## [Lesetext]
╔══

Keine der feinsäuberlich aufgestellten, roten Liegen, die am Mittelkreis des Mirower Fußballplatzes aufgereiht wurden, bleibt heute leer. Der Wind weht am späten Mittwochabend seicht über den sportlich rasierten Rasen, es riecht nach Autan und Kaffee, heute Nacht soll es Kometenstaub regnen. Die Grillen zirpen, die Liegenden tuscheln, doch man vernimmt kein „Ooohs“ und „Aaahs“. Das Himmelsspektakel ist der Wolkendecke wohl recht schnuppe. Die Menge bleibt still.
Für die Sternschnuppennacht gewappnet
Valentin aus Wernigerode genießt mit seiner Familie die Ferien in Brandenburg. Die große Sternschnuppennacht wollen sie alle nicht verpassen. Passend zum großen Anlass hat der Zwölfjährige etwas vorbereitet. Sein Wunschzettel liegt auf seinem Schoß. Was genau auf seiner Wunschliste steht, möchte er nicht verraten. Es blinkt im Himmel, kurz schreckt er auf – Fehlalarm: ein Flugzeug fliegt gen Osten.
Die Verantwortlichen des Perseidenwatchings stehen gelassen am Rand der Liegen und tauschen sich über die Irrungen und Wirrungen von Naturschauspielen aus. „Da steckt man nicht drin“, weiß Rolf König, ehemaliger Leiter des Potsdamer Planetariums, zu berichten. „Da kann man noch so perfekt ausgerüstet sein, eine Wolke und die ganze Vorbereitung ist für die Katz.“ Eine Stunde lang referierte König zuvor über die Schönheit der Perseiden. Die Sternenfans hingen an seinen Lippen und bestaunten die Fotografien auf der Leinwand des Präsentationsraums im Naturparkzentrum. König hatte sogar eine Überraschung im Gepäck: echte Kometenstücke. Seine Freunde vom Astronomiekongress hatten sie ihm zum 50. Geburtstag überreicht. Jetzt wollen die Wartenden belohnt werden – sie wollen echte Sternschnuppen sehen, es muss doch möglich sein. Doch es bleibt dunkel.
Dunkelster Ort im "Sternenpark Westhavelland"
An der Vorbereitung liegt es nicht. Der Experte ist eingeladen, die Liegen sind bequem, mehr kann Frau Langgemach, Leiterin des Naturparkzentrums, jetzt nicht mehr tun. Seit einem Jahr arbeitet die 50-Jährige unter Einbindung aller umliegenden Kommunen an dem Erhalt des Titels „Sternenpark Westhavelland“.

╚══

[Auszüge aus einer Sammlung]

╔══

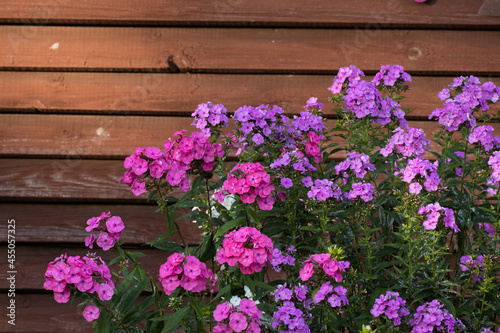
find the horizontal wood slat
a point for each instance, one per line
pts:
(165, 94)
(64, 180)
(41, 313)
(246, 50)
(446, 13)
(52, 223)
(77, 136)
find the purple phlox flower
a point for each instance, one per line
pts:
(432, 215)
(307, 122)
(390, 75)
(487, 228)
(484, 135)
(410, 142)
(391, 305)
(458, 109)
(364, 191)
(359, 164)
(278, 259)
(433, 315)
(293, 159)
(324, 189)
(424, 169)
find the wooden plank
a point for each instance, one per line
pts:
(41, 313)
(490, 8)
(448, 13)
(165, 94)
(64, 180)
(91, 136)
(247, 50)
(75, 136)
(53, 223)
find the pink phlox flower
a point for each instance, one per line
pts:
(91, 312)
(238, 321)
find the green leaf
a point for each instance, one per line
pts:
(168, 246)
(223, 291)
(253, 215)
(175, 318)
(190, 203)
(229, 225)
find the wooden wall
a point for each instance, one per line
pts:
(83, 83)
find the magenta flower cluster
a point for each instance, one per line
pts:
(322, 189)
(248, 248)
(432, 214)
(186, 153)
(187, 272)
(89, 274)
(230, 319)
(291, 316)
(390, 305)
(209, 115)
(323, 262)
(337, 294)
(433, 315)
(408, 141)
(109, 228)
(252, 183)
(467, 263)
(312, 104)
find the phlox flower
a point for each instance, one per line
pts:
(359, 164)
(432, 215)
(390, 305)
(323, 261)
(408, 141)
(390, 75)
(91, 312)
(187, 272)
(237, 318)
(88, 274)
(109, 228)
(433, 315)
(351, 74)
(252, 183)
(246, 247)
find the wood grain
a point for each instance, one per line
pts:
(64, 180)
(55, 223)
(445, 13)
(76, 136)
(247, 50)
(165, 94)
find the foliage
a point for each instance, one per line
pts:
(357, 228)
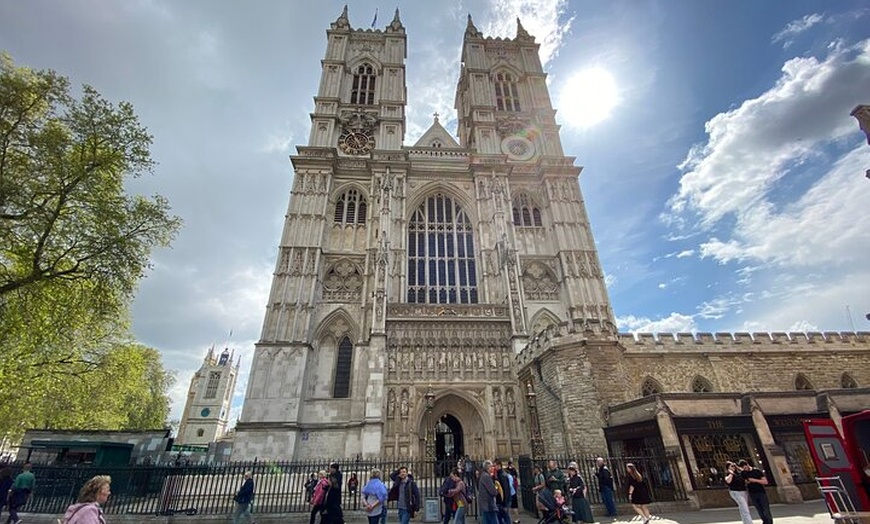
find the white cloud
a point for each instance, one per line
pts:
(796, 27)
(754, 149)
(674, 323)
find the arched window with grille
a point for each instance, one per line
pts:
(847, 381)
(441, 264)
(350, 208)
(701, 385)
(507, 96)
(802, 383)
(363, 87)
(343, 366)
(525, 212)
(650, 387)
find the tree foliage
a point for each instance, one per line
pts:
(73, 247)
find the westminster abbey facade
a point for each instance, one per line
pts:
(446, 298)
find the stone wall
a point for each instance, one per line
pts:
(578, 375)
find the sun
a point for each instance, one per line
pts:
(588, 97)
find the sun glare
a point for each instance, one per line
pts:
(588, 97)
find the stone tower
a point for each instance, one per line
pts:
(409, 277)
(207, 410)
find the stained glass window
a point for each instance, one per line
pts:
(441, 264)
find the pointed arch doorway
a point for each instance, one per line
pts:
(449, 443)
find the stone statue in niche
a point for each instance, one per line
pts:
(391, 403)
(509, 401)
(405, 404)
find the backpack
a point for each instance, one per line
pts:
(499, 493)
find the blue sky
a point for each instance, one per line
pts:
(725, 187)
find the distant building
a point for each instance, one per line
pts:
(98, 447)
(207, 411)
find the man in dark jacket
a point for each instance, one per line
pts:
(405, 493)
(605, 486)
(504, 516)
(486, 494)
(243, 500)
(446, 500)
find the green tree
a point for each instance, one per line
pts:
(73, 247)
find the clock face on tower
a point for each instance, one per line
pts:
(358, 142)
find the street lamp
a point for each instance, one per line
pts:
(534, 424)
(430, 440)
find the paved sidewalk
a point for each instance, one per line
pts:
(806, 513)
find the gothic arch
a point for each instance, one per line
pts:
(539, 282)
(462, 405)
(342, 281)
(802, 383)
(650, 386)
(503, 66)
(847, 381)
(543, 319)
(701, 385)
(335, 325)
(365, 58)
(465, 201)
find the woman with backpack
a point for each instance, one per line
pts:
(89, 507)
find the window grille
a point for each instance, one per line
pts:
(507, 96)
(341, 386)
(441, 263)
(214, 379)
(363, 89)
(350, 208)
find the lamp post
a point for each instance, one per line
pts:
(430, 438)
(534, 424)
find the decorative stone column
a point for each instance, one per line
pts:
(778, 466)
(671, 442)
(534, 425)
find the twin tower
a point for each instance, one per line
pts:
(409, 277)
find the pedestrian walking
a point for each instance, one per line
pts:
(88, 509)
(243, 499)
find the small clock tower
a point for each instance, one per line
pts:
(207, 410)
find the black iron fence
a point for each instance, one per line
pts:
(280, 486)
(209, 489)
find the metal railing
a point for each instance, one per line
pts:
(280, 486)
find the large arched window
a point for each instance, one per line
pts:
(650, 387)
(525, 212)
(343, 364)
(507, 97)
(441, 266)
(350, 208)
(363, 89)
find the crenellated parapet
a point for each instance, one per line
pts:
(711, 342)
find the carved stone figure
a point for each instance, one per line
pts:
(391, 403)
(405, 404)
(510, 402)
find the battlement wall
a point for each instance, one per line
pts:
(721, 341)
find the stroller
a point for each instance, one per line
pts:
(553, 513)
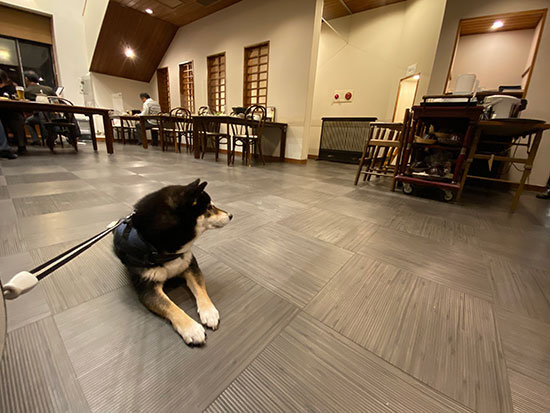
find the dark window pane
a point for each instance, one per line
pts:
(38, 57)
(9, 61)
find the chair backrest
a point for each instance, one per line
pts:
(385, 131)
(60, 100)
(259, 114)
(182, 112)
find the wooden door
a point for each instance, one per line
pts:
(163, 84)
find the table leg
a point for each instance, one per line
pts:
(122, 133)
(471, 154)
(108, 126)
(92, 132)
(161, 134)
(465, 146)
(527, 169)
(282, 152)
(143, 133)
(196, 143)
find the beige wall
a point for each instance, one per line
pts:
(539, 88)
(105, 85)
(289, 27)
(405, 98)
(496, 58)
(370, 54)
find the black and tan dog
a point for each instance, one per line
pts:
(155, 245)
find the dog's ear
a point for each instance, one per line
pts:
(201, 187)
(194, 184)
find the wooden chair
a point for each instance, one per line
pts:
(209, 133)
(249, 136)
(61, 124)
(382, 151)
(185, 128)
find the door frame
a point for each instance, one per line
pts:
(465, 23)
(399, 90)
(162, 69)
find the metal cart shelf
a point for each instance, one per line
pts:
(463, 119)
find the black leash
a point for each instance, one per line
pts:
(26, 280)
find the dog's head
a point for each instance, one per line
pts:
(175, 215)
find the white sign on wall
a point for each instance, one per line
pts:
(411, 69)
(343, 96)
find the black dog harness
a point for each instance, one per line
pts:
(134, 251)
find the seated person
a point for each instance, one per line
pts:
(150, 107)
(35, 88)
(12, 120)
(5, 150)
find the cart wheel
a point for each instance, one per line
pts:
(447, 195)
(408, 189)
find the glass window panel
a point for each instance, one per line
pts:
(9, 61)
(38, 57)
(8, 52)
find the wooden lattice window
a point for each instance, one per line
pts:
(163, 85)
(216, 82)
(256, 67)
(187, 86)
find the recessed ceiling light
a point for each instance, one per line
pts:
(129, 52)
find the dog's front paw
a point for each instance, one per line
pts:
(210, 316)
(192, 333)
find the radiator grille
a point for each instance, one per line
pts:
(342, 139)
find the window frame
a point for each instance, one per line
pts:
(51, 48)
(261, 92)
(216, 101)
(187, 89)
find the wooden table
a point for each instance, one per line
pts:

╚══

## [Aufgabenstellung]
Setzen Sie den Bericht über die Sternschnuppennacht im Westhavelland im Anschluss an seinen letzten Satz fort. Das Material stammt aus einer anderen Quelle als der Lesetext.

## [Ergebnis]
Das ist gar nicht so einfach, wie man denkt. Die Beleuchtung in der Kernregion von Deutschlands dunkelstem Ort muss so gering wie möglich gehalten werden. „Das ist stromsparend und naturfreundlich“, sagt sie. Was das PR-Marketing des neuen Sterngucker-Mekkas betrifft, betrete man jeden Tag Neuland, sagt Langgemach. Doch das Interesse an der Dunkelheit und dem klaren Sternenhimmel wächst stetig.
Hämische Botschaften aus Berlin
Eine Mission, die König und Langgemach teilen: Die Menschen für die Schönheit der Natur und der Sterne zu begeistern. Der ehemalige Planetariumsleiter zeigt auf die vielen Kinder unter den stoisch wartenden Sternenfans. „Wo sieht man denn heute noch Jugendliche, die sich für den Himmel interessieren? Die meisten kennen Sterne doch nur noch von Schulbesuchen im Planetarium“, sagt König.
Kurz vor Mitternacht, die Medienvertreter werden allmählich unruhig. Der Himmel scheint nicht aufzuklaren, jeder der anwesenden Sternefans wurde mindestens schon zwei Mal interviewt und die über der Menge kreisenden Fledermäuse haben auch keinen wirklichen Nachrichtenwert. Die ersten roten Liegen leeren sich. Ob es im Osthavelland gerade genauso ist? Ein Wartender bekommt die SMS seiner Freundin aus Berlin, in der die hämische Botschaft zu lesen ist: „In Kreuzberg habe ich gerade eine Sternschnuppe gesehen.“ In Kreuzberg? „So ist das eben mit der Natur“, sagt König trocken.